What you need to do:
(a) Retype the passage on angel food cake below, everything from "I have never" down to "of fresh fruit....".
(b) Using the passage on angel food cake below, answer yes or no to each statement and quote the words of the passage that decide it: (i) The writer has always found angel food cake a bit too sweet. (ii) The writer once thought a simple berry compote could fix the cake's rubbery texture. (iii) The writer concluded that the problem lay with angel food cake itself.

Selected extract:
______

I have never
been much of a fan of angel food cake. I
know this will come as a shock to some...but I have always found it to be a bit
too sweet. This is of course something
that can be corrected...with the accompaniment of a simple berry compote...or a
tart lemon cream. What could not—or so I
thought—be mended was the rubbery, Nerf ball-like texture. The cake always struck me as something created
by someone on an ultra abstemious, fat-restricted diet—only desirable if you
weren't allowed to have anything else to eat for dessert. But even then, my preference would be for a
nice bowl of fresh fruit....
But as with
almost every food that I have ever come across that is beloved by many and
disliked by me, I discovered that the problem was with the versions that I had
tasted...not the actual food itself. Recently
I have found that angel food cake can not only be edible...it can be
delectable—tender and light... and with a fleeting sweetness that dissolves so
quickly in your mouth that you immediately want to take another bite.

______

Information supplied:
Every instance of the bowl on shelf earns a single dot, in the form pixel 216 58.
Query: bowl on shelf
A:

______

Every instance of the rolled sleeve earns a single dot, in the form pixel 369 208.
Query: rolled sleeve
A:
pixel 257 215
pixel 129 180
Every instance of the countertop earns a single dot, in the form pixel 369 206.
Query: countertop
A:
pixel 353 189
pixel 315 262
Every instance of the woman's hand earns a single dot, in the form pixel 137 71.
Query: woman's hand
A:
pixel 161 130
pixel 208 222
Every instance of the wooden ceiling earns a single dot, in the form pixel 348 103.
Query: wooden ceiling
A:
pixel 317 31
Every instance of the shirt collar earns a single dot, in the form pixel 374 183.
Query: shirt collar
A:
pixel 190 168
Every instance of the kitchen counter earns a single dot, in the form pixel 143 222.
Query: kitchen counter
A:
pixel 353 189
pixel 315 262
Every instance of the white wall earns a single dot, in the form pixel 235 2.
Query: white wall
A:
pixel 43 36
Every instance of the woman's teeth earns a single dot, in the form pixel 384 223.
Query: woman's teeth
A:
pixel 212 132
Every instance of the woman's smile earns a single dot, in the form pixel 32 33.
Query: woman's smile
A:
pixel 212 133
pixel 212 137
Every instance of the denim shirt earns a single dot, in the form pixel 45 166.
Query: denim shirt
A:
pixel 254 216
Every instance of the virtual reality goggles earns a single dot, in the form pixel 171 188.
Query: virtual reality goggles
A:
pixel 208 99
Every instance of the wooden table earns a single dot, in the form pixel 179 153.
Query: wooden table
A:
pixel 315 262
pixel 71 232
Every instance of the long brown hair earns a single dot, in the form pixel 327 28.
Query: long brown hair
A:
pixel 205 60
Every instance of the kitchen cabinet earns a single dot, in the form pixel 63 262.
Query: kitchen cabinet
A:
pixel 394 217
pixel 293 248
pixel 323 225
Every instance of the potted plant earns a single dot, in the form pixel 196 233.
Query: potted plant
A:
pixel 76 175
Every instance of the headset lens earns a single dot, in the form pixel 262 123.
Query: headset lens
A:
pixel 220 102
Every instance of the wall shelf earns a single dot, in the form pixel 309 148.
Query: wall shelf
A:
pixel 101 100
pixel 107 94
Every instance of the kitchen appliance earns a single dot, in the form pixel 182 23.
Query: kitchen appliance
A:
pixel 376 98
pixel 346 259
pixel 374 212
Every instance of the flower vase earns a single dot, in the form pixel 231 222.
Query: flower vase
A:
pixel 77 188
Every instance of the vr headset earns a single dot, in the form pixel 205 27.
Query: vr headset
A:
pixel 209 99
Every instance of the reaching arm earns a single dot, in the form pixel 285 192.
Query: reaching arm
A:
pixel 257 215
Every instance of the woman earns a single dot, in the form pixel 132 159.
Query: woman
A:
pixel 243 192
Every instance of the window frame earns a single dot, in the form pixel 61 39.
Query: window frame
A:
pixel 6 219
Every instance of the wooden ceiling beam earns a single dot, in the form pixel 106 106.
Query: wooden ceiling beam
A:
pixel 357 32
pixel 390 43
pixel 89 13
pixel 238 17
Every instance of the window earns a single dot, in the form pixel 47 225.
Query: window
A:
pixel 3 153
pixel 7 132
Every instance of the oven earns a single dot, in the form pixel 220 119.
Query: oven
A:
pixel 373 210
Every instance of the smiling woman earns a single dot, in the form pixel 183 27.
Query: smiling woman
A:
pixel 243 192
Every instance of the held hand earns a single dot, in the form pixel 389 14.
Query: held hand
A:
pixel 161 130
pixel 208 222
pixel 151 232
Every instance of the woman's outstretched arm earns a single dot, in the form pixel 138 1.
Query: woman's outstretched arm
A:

______

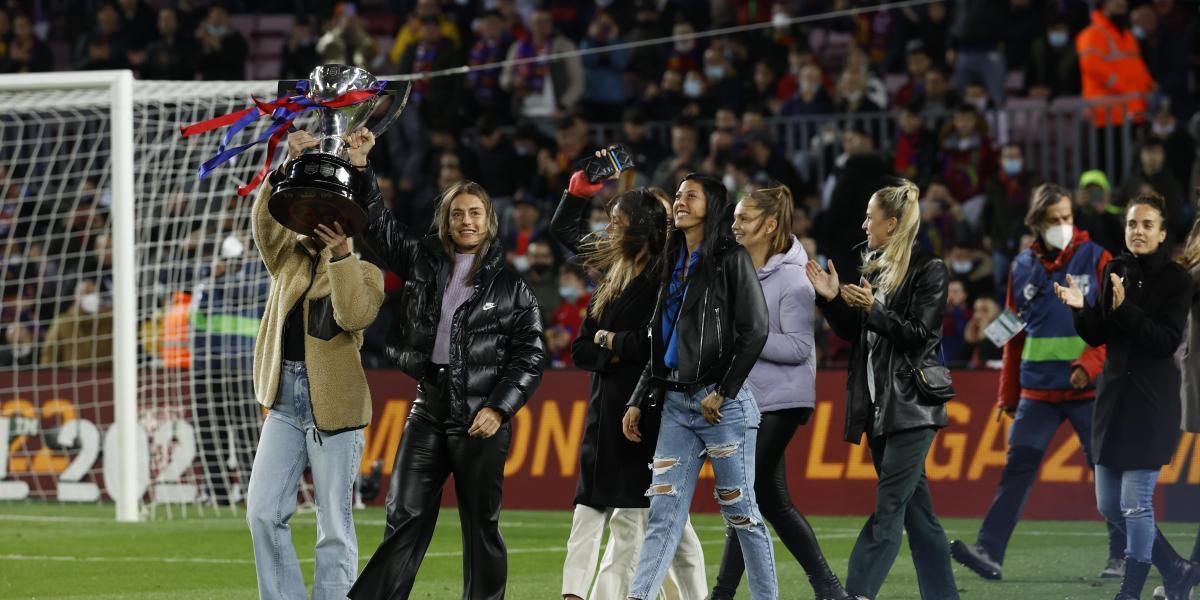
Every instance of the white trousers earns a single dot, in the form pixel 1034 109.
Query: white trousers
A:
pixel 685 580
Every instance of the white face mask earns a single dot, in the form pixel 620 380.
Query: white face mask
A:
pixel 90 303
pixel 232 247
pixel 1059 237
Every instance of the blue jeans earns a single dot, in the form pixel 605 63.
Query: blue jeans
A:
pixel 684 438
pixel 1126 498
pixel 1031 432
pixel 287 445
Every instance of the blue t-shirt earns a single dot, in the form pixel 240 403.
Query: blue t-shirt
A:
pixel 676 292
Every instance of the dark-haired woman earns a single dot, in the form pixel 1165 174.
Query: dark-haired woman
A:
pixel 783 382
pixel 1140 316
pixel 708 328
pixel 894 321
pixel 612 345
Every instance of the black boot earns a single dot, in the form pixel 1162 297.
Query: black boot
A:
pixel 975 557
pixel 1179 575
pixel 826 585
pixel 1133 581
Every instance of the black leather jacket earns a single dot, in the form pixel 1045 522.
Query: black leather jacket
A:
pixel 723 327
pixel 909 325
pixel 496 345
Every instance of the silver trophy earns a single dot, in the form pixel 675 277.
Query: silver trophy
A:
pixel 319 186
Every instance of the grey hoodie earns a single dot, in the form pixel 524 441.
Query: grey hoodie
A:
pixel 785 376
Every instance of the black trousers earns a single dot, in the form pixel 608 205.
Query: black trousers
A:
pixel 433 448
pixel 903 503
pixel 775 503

______

Solution list:
(a)
I have never
been much of a fan of angel food cake. I
know this will come as a shock to some...but I have always found it to be a bit
too sweet. This is of course something
that can be corrected...with the accompaniment of a simple berry compote...or a
tart lemon cream. What could not—or so I
thought—be mended was the rubbery, Nerf ball-like texture. The cake always struck me as something created
by someone on an ultra abstemious, fat-restricted diet—only desirable if you
weren't allowed to have anything else to eat for dessert. But even then, my preference would be for a
nice bowl of fresh fruit....

(b)
(i) Yes: "I have always found it to be a bit too sweet."
(ii) No: "What could not—or so I thought—be mended was the rubbery, Nerf ball-like texture."
(iii) No: "the problem was with the versions that I had tasted...not the actual food itself."